--- start of EXTRACT ---
The queen is dead, long live the king. This is the message from Pakistan’s “People’s Party,” founded 40 years ago by Zulfiqar Ali Bhutto as the machine to advance his own political career. At his death by judicial murder, the machine was inherited by his daughter—with competition from his sons until both had died mysteriously. And at Benazir Bhutto’s death, it is now inherited by her 19-year-old son, Bilawal, under the guardianship of his corrupt father. The many prize idiots in the western media who presented Ms. Bhutto as a beacon of democracy are now perhaps beginning to grasp what path she was lighting.

The creed of the PPP—“Islam is our faith, democracy is our politics, socialism is our economy, all power to the people”—consists of three calculated lies followed by a howler. A more honest creed might be, “Government of the Bhutto, by the Bhutto, and for the Bhutto.”

By the accident of holiday schedules, I was relieved of the burden of writing about the assassination for the next day. Happily (a relative term), because, as we say in Latin, De mortuis, nihil nisi bonum. Of the dead, speak nothing but good. But now, a few days have passed.

Those who thought Ms. Bhutto the agent of democracy and progress, because she was young and a woman and told them in fluent English exactly what they wanted to hear, should know that she, like every other woman who has risen to power in the region, including a prime minister of India, two in Bangladesh, and now two in Sri Lanka—inherited dynasties founded by powerful men. The (murderous) “Good Queen Bess” did not rise to the throne in 1558 on a wave of democracy and feminism in late mediaeval England. She rose as the daughter of the (murderous) Henry VIII. It is the failure to grasp such simple facts that makes so much western journalism ridiculous.

I have been reading much rubbish in celebration of Ms. Bhutto’s life. A number of my fellow pundits have further provided personal memoirs: it seems dozens of them were her next door neighbour when she was studying at Harvard or Oxford or both.

She was my exact contemporary, and I met her as a child in Pakistan, so let me jump on this bandwagon. I remember her at age eight, arriving in a Mercedes-Benz with daddy’s driver, and whisking me off for a ride in the private airplane of then-president Ayub Khan (Bhutto père was the rising star in his cabinet). This girl was the most spoiled brat I ever met.

I met her again in London, when she was studying at Oxford. She was the same, only now the 22-year-old version, and too gorgeous for anybody’s good. One of my memories is a glimpse inside a two-door fridge: one door entirely filled with packages of chocolate rum balls from Harrod’s. Benazir was crashing, in West Kensington, with another girl I knew in passing—the daughter of a former prime minister of Iraq. They were having a party. It would be hard to imagine two girls, of any cultural background, so glibly hedonistic.
--- end of EXTRACT ---
--- start of EXTRACTED RECORDS ---
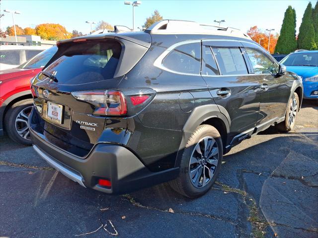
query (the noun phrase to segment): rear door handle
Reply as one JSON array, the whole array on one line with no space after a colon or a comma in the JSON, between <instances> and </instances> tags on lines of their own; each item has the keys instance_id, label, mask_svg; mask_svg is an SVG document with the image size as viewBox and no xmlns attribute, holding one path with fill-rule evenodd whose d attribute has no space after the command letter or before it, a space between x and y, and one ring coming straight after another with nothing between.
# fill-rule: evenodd
<instances>
[{"instance_id":1,"label":"rear door handle","mask_svg":"<svg viewBox=\"0 0 318 238\"><path fill-rule=\"evenodd\" d=\"M260 85L260 88L263 89L264 91L266 91L267 89L268 89L268 84L266 83L263 83L263 84Z\"/></svg>"},{"instance_id":2,"label":"rear door handle","mask_svg":"<svg viewBox=\"0 0 318 238\"><path fill-rule=\"evenodd\" d=\"M221 88L217 91L217 94L218 96L226 96L231 93L231 90L227 88Z\"/></svg>"}]
</instances>

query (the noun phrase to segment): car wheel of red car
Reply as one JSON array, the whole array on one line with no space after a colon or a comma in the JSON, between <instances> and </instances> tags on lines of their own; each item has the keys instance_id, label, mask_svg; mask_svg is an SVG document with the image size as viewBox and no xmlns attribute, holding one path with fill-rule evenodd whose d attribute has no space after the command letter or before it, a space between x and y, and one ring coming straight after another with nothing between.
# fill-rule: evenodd
<instances>
[{"instance_id":1,"label":"car wheel of red car","mask_svg":"<svg viewBox=\"0 0 318 238\"><path fill-rule=\"evenodd\" d=\"M31 145L28 117L33 107L32 99L25 99L14 104L5 114L4 124L9 137L15 142Z\"/></svg>"}]
</instances>

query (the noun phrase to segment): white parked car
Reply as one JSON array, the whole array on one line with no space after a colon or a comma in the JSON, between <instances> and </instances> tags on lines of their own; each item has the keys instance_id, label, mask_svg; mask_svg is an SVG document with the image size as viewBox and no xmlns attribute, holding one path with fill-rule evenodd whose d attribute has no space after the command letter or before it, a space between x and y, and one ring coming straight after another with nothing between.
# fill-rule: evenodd
<instances>
[{"instance_id":1,"label":"white parked car","mask_svg":"<svg viewBox=\"0 0 318 238\"><path fill-rule=\"evenodd\" d=\"M51 46L0 45L0 71L15 68Z\"/></svg>"}]
</instances>

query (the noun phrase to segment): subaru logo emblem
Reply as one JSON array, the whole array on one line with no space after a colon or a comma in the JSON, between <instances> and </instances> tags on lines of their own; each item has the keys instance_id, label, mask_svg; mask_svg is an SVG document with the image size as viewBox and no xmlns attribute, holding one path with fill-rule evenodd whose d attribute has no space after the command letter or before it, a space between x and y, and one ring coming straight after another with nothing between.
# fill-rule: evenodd
<instances>
[{"instance_id":1,"label":"subaru logo emblem","mask_svg":"<svg viewBox=\"0 0 318 238\"><path fill-rule=\"evenodd\" d=\"M48 99L50 96L50 93L46 89L42 91L42 95L44 98Z\"/></svg>"}]
</instances>

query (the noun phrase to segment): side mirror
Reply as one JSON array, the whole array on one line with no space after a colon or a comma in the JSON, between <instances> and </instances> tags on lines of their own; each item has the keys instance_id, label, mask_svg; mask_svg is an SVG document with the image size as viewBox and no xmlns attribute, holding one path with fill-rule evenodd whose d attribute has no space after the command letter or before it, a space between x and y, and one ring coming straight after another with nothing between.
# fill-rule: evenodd
<instances>
[{"instance_id":1,"label":"side mirror","mask_svg":"<svg viewBox=\"0 0 318 238\"><path fill-rule=\"evenodd\" d=\"M286 66L284 64L279 64L278 67L278 74L280 75L283 75L286 73Z\"/></svg>"}]
</instances>

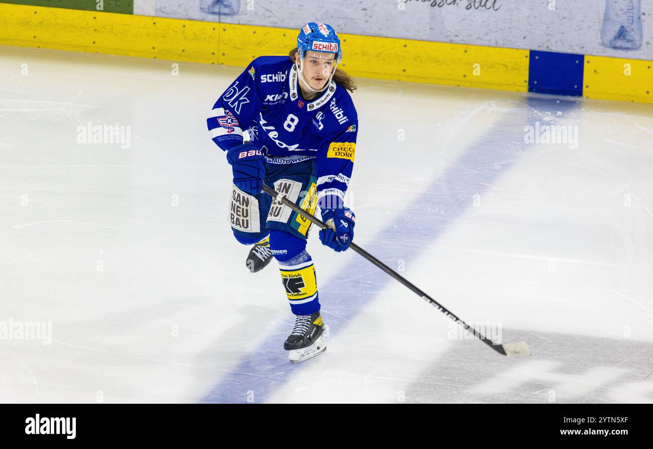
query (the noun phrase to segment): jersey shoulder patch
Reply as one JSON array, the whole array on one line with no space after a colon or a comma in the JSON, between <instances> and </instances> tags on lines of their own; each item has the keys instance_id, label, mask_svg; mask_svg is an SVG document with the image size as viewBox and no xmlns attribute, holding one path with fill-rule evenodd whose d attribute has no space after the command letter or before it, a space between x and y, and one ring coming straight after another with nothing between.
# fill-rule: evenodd
<instances>
[{"instance_id":1,"label":"jersey shoulder patch","mask_svg":"<svg viewBox=\"0 0 653 449\"><path fill-rule=\"evenodd\" d=\"M292 64L287 56L259 56L251 61L247 71L258 83L283 82Z\"/></svg>"}]
</instances>

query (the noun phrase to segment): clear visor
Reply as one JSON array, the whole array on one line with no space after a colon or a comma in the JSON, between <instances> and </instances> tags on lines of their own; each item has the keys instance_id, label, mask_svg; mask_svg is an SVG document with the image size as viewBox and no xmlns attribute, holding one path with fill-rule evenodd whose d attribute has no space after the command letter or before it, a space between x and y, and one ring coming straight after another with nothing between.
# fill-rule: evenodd
<instances>
[{"instance_id":1,"label":"clear visor","mask_svg":"<svg viewBox=\"0 0 653 449\"><path fill-rule=\"evenodd\" d=\"M336 54L324 52L306 52L302 61L302 69L304 74L311 77L318 76L328 79L336 69Z\"/></svg>"}]
</instances>

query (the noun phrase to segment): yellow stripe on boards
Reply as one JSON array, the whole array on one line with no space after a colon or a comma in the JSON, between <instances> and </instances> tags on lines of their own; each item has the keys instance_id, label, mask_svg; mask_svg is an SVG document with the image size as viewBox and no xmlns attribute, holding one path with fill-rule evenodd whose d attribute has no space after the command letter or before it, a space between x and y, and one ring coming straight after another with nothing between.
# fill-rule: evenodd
--- end of EXTRACTED RECORDS ---
# EXERCISE TASKS
1. Decide whether each statement agrees with the passage on Benazir Bhutto, answering yes or no and quoting the words of the passage that settle it: (a) Zulfiqar Ali Bhutto founded the People's Party 40 years ago. (b) Bilawal is 22 years old. (c) The writer first met Ms. Bhutto in London.
2. Carry on the passage on Benazir Bhutto from its last sentence.
The material has no connection to the passage on Benazir Bhutto.

# EXPECTED RESPONSES
1.
(a) Yes: "founded 40 years ago by Zulfiqar Ali Bhutto as the machine to advance his own political career."
(b) No: "her 19-year-old son, Bilawal."
(c) No: "I met her as a child in Pakistan."

2.
After her father’s “martyrdom” Bhutto became, from all reports, much more serious. But I think, also, twisted—and easily twisted, as the spoiled too easily become when they are confronted with tragedy. She became pure politician. Think of it: she submitted to an arranged marriage, because she needed a husband to campaign for office. Stood by him in power only because there was no other political option when he proved even greedier than she was.

Twisted, in a nearly schizoid way. For she was entirely westernized, but also Pakistani. She thought in English, her Urdu was awkward, her “native” Sindhi inadequate even for giving directions to servants. Part of her political trick, in Pakistan itself, was that she sounded uneducated in Urdu. This is as close as she got to being “a woman of the people.”

Brave, unquestionably brave. Which I would qualify by adding it was one facet of a wilfulness not otherwise attractive. She was irresponsible to make her assassin’s job so easy, by campaigning in plein-air after what had happened in Karachi; wrong to lure so many to their own deaths around her.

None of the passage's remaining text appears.